[What you will do]:
Both the line with "Segment out the woman in white helmet" and the line with "Segment out the clear" in the records below must appear in the output, along with every line between them, exactly and with nothing added.

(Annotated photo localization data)

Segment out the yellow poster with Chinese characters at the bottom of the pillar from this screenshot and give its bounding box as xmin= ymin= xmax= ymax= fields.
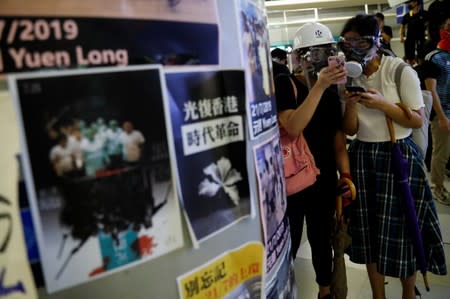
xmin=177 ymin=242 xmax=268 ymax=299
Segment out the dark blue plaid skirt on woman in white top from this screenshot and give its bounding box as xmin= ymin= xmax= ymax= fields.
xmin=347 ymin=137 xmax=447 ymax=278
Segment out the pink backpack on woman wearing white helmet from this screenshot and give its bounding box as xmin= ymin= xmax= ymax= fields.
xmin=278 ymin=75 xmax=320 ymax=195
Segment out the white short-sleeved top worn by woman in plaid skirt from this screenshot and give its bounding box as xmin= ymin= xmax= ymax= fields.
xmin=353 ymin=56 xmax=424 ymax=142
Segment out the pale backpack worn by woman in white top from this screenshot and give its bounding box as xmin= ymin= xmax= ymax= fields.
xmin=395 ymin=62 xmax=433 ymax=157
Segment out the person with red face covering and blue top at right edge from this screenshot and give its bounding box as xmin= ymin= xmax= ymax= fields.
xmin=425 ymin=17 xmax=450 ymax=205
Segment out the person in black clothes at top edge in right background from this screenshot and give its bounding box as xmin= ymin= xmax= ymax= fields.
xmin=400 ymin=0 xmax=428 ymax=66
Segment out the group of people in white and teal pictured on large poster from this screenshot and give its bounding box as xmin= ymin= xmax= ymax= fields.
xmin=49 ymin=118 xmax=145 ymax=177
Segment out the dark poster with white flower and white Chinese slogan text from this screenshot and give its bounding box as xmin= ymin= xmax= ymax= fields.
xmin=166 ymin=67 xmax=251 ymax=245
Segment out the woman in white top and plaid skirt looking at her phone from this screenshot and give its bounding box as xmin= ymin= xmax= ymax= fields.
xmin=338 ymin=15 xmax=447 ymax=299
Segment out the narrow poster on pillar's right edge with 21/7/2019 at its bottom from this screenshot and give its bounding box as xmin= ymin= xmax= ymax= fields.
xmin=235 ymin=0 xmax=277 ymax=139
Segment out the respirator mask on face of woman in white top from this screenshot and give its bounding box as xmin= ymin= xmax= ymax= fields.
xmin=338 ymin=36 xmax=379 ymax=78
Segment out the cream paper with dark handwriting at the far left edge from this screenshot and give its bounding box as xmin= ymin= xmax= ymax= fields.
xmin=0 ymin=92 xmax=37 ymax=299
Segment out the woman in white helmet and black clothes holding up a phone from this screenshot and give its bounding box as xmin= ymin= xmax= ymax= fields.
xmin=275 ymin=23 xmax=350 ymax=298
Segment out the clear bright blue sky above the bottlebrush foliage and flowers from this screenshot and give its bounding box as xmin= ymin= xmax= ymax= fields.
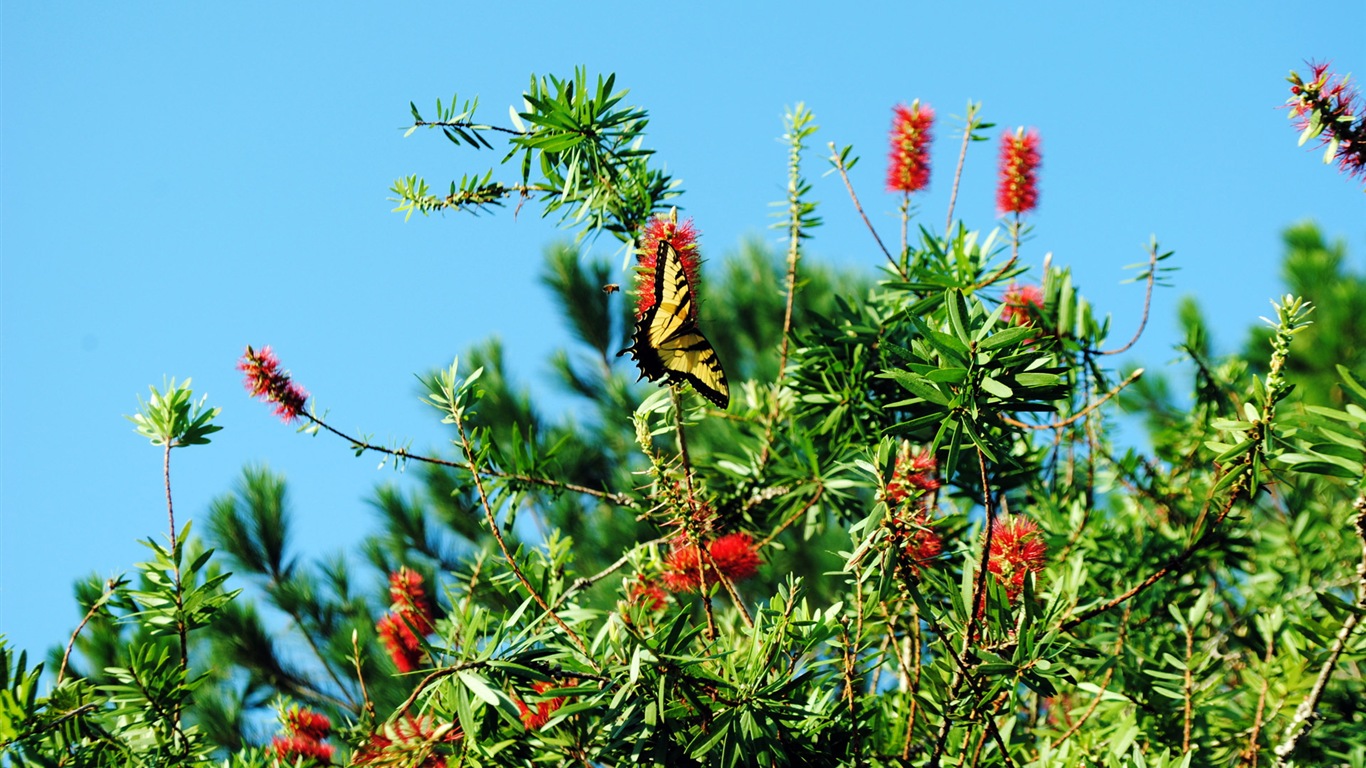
--
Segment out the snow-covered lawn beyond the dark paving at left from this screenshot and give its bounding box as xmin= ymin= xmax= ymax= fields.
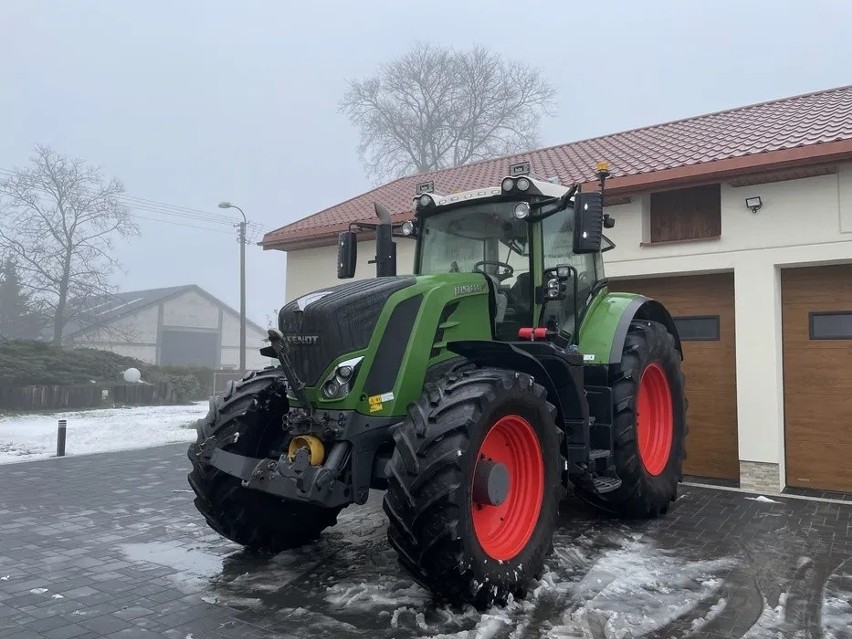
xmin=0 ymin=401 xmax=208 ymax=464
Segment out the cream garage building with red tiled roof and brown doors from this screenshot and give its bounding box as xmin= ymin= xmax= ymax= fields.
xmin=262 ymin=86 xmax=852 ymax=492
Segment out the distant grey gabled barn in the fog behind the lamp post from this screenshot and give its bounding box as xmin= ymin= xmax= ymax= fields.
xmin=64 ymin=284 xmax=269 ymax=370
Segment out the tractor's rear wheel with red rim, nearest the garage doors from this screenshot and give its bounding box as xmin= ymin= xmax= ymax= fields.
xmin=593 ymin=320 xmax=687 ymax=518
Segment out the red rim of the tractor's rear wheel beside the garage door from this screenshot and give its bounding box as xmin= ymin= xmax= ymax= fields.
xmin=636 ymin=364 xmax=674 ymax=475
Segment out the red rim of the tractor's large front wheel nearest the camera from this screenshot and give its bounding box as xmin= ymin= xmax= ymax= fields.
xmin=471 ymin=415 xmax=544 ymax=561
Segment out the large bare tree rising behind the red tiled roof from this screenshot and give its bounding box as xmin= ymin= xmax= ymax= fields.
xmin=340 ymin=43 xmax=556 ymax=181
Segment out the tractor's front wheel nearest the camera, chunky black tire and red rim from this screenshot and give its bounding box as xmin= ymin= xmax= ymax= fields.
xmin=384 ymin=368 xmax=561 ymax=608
==
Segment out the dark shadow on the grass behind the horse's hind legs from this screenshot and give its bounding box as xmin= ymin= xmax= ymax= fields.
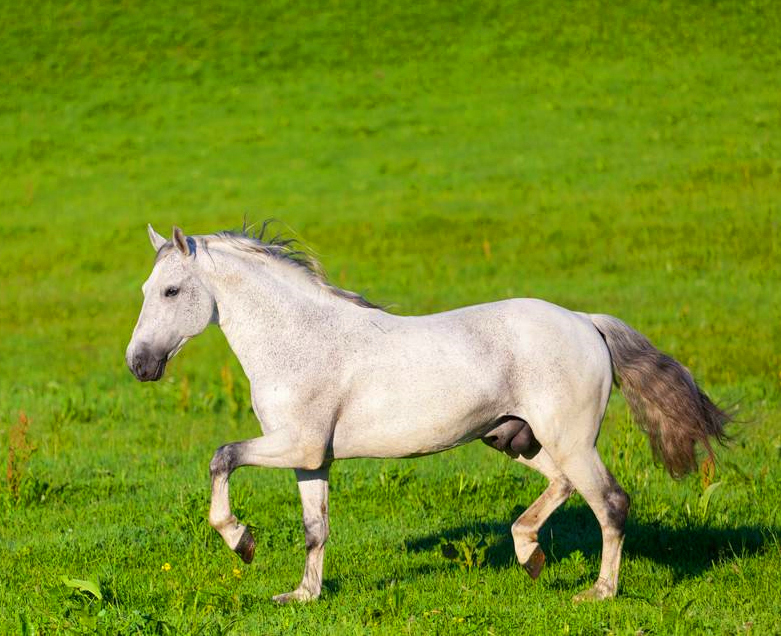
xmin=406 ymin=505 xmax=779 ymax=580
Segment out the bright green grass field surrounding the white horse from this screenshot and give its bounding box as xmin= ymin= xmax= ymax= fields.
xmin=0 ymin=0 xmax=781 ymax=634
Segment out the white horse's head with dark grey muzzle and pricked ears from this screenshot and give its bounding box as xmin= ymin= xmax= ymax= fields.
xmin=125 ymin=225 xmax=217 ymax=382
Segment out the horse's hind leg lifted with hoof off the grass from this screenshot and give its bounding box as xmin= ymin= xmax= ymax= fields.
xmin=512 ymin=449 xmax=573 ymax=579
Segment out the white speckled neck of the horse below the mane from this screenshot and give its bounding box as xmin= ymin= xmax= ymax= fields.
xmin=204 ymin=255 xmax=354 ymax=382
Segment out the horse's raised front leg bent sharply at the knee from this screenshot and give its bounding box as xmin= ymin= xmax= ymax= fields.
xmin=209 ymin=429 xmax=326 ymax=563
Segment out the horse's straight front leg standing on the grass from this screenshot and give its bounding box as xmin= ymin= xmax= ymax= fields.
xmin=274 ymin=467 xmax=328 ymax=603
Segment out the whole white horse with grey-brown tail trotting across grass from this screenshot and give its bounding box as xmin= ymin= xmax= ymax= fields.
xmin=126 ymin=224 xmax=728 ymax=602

[Answer area]:
Segment out the woman in white helmet and black clothes holding up a phone from this screenshot and give its bounding box as xmin= ymin= xmax= ymax= fields.
xmin=275 ymin=23 xmax=350 ymax=298
Segment out the clear bright blue sky above the bottlebrush foliage and flowers from this screenshot and give its bounding box as xmin= ymin= xmax= ymax= fields.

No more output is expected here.